EXERCISES ::
1) In the conversation transcript below, what time does Nicole Ory say the party was over?
2) List every distinct clock time mentioned in the conversation transcript below.

____ TEXT EXTRACT

Ashley Loeb Blassingame:

Oh my god, she's still like, "Well, maybe I did to someone." Okay, well, a girl can dream.

Nicole Ory:

With the laxed face by the end of night for the alcohol and, you know.

Ashley Loeb Blassingame:

You were hot. What can we say? Okay, so you'd be 11:00 p.m. You blow past 11:00, literally, past 11:00.

Nicole Ory:

2:00 a.m. I get back and I was like, beep it. Let's party.

Ashley Loeb Blassingame:

Ride or die, right?

Nicole Ory:

Then, somehow we leave my house. I'm talking about politics and religion, which I know nothing about. I don't know anything about it at this point.

Ashley Loeb Blassingame:

That's the other thing coke does.

Nicole Ory:

I definitely do on cocaine. I know everything. The party's over at 10:00 a.m. I don't want the party to be over. Everyone's like, "No, we're going home." I'm like, "Wait, why?"

Ashley Loeb Blassingame:

Such a bad feeling.

Nicole Ory:

Let's keep partying. Why? We're having so much fun. Don't leave. I get home.

Ashley Loeb Blassingame:

You're 22.

Nicole Ory:

I'm 22. I'm 23.

Ashley Loeb Blassingame:

Oh, you're 23. It's your last... Yeah.

________
____ DATA PROVIDED

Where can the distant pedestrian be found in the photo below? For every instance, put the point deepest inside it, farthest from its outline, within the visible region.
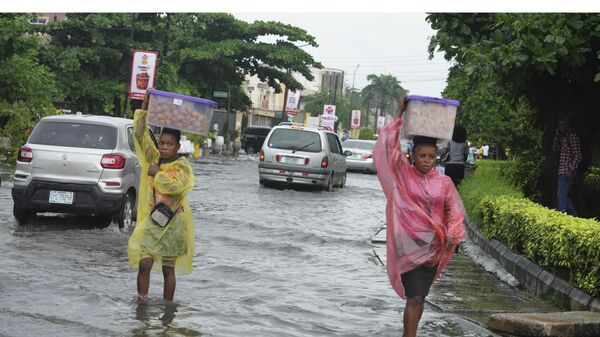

________

RESULTS ::
1) 10:00 a.m.

2) 11:00 p.m., 2:00 a.m., 10:00 a.m.